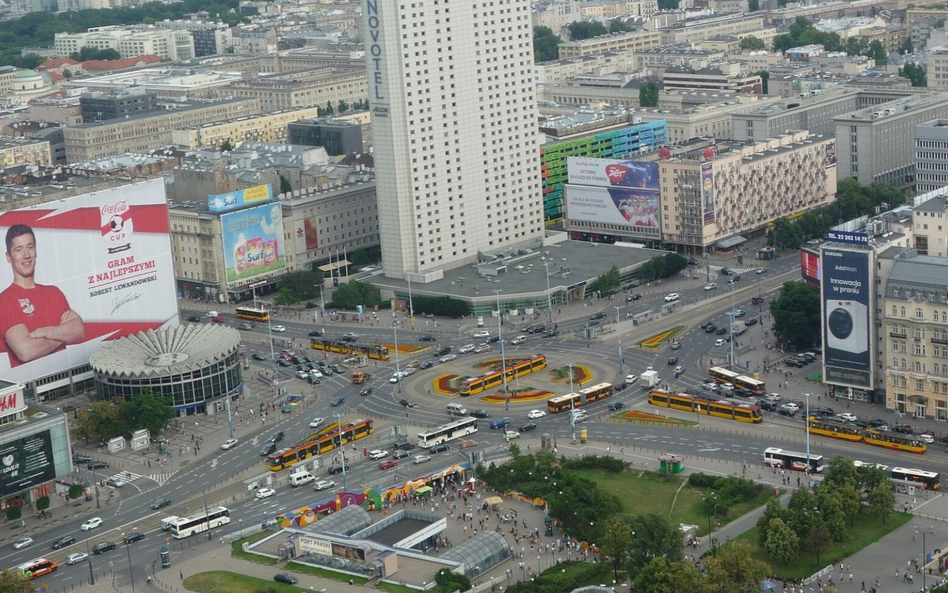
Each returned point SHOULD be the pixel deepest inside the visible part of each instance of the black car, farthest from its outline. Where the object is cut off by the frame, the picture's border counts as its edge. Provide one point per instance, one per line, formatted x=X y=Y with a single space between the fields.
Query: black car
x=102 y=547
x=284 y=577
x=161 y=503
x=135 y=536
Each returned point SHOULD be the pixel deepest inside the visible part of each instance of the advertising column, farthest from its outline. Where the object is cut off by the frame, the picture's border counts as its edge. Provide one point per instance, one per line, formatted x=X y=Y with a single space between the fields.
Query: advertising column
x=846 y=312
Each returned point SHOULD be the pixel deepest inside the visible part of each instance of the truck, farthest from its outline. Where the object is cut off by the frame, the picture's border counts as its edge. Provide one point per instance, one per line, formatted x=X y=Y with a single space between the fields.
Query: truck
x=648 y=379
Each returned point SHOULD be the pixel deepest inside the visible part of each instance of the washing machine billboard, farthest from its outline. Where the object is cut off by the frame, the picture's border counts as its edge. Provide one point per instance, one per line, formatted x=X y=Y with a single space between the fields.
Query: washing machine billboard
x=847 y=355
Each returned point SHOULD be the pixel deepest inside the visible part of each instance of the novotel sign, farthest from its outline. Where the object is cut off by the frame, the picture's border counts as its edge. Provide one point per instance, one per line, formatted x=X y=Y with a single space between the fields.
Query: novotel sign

○ ○ ○ ○

DIRECTIONS FOR THIS TASK.
Please copy out, word for word, the stretch of the items above from the line containing "of the advertising" through the line containing "x=648 y=379", including both of those lines.

THE ANSWER.
Each returned point SHOULD be the pixel deepest inside the visible part of each instance of the advertising column, farthest from its outline. Where the object is cut off by the frame, the picture's border counts as its edge. Provide one point per instance, one per line, formatted x=X y=Y with a single space between the fields.
Query: advertising column
x=846 y=312
Each returned point SHOULD be the pixel deepest inside the visible part of each instance of the truck, farthest from its outline. Where the object is cut off by the frame, the picture's border counts as its edge. Provide one point per instance, one per line, formatted x=X y=Y with a single space between the fields.
Query: truck
x=648 y=379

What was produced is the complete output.